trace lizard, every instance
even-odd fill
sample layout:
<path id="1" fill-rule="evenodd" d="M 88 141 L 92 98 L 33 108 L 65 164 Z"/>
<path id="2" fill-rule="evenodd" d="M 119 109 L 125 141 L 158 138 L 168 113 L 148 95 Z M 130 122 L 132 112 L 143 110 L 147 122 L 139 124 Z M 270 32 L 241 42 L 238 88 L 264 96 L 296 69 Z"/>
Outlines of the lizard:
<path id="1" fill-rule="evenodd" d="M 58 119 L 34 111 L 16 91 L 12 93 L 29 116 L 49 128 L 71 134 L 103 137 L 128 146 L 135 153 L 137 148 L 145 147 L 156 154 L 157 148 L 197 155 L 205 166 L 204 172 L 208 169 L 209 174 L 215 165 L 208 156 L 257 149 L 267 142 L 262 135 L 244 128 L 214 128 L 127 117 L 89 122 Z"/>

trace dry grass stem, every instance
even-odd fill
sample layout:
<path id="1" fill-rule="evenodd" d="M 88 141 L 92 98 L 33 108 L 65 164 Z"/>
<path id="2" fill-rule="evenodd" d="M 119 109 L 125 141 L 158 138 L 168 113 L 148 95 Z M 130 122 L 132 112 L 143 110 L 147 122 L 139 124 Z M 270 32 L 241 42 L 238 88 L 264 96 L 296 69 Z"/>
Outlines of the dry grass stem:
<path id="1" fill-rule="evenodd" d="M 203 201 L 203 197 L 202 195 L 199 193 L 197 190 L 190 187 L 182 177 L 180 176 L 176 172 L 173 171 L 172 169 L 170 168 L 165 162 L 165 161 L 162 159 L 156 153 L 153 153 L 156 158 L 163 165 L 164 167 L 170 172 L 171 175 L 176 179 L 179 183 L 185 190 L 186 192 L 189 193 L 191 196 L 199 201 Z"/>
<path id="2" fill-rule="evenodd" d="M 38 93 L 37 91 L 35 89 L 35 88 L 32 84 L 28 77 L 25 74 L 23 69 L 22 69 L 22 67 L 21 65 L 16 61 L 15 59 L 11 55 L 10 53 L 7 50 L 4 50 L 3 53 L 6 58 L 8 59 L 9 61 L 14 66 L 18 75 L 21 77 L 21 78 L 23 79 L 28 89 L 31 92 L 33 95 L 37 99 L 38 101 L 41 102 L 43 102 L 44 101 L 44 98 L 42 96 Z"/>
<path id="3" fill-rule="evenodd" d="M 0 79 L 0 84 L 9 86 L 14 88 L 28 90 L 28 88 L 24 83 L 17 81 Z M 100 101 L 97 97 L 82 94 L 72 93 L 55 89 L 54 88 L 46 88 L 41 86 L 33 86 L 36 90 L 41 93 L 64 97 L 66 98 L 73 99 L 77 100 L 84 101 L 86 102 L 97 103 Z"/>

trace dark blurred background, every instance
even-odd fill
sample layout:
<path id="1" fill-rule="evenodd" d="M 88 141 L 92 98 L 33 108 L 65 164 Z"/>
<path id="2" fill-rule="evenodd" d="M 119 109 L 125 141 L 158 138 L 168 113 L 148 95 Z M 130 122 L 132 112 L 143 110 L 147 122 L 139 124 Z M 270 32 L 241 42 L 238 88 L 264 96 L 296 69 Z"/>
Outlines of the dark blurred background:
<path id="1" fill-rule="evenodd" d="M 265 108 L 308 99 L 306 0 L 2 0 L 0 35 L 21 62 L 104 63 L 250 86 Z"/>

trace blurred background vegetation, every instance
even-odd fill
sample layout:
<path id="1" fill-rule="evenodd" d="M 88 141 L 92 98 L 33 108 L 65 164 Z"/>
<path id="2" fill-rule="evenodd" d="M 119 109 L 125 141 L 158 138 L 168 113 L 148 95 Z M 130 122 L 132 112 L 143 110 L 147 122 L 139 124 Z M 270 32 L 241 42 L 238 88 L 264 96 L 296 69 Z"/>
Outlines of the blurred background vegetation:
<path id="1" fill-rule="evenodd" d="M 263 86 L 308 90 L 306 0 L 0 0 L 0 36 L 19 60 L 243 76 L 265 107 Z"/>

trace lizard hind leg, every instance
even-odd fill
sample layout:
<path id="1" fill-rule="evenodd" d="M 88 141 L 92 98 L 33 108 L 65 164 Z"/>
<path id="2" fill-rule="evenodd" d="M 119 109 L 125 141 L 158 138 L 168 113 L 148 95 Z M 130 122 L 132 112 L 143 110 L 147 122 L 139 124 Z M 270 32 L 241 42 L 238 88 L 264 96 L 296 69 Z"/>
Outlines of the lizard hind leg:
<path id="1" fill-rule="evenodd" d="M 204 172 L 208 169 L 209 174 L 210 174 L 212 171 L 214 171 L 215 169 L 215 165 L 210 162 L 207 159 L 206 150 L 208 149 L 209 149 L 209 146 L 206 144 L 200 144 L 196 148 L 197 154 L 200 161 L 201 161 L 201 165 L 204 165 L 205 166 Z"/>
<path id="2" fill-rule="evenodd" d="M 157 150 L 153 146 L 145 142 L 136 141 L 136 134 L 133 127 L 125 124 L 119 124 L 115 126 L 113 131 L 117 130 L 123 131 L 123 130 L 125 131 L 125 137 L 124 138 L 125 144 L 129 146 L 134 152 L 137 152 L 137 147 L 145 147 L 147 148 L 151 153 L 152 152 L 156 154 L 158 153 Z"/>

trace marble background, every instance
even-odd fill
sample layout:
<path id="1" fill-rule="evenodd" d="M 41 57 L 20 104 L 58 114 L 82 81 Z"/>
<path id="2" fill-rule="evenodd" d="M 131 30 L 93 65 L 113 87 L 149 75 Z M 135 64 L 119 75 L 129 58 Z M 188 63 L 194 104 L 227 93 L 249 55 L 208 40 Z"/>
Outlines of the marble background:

• **To be done**: Pull out each line in the rows above that contains the string "background". The match is case-sensitive.

• **Result for this task**:
trace dark blurred background, every instance
Outlines of the dark blurred background:
trace blurred background vegetation, every instance
Outlines of the blurred background vegetation:
trace marble background, every instance
Outlines of the marble background:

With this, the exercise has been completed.